Required work: Please set down, word for word, each line from the one containing "Point to the crowd" through the final line of the records below, both included, and nothing else.

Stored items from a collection
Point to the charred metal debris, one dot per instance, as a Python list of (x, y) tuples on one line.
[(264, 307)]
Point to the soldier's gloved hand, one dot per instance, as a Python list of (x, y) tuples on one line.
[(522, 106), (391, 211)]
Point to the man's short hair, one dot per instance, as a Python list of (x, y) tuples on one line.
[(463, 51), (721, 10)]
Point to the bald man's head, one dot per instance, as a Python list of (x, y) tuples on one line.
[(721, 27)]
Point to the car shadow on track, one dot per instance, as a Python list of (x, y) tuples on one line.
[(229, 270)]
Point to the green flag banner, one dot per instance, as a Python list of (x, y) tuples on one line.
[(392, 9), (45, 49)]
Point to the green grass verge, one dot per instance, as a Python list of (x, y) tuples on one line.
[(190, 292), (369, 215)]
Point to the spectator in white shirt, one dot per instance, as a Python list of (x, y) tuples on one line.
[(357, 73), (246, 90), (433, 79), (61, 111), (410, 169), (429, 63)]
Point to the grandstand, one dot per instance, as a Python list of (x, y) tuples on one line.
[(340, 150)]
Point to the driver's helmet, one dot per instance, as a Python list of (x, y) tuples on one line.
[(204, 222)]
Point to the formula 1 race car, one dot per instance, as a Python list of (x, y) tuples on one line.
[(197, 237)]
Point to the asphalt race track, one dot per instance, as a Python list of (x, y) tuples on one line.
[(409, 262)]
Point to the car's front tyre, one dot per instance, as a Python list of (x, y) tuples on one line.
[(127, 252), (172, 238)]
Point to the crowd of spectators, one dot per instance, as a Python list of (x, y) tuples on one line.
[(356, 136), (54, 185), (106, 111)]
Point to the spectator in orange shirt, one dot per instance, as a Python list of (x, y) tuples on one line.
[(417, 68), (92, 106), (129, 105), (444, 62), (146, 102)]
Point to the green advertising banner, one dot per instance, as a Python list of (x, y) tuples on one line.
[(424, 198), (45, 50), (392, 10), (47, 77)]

Answer section:
Point to the crowd of spectators, one dot per instance, as a Python list of (x, y) tuples on one line.
[(356, 136), (54, 185), (106, 111)]
Point to the spectator in orange shirt, one dot per instance, as a Python list of (x, y) tuples on one line.
[(417, 68), (92, 106), (129, 105), (444, 62), (146, 102)]
Point to the green advertising banner, one dot per instance, as a Python list of (x, y) tuples on one line.
[(424, 198), (45, 50), (392, 10), (47, 77)]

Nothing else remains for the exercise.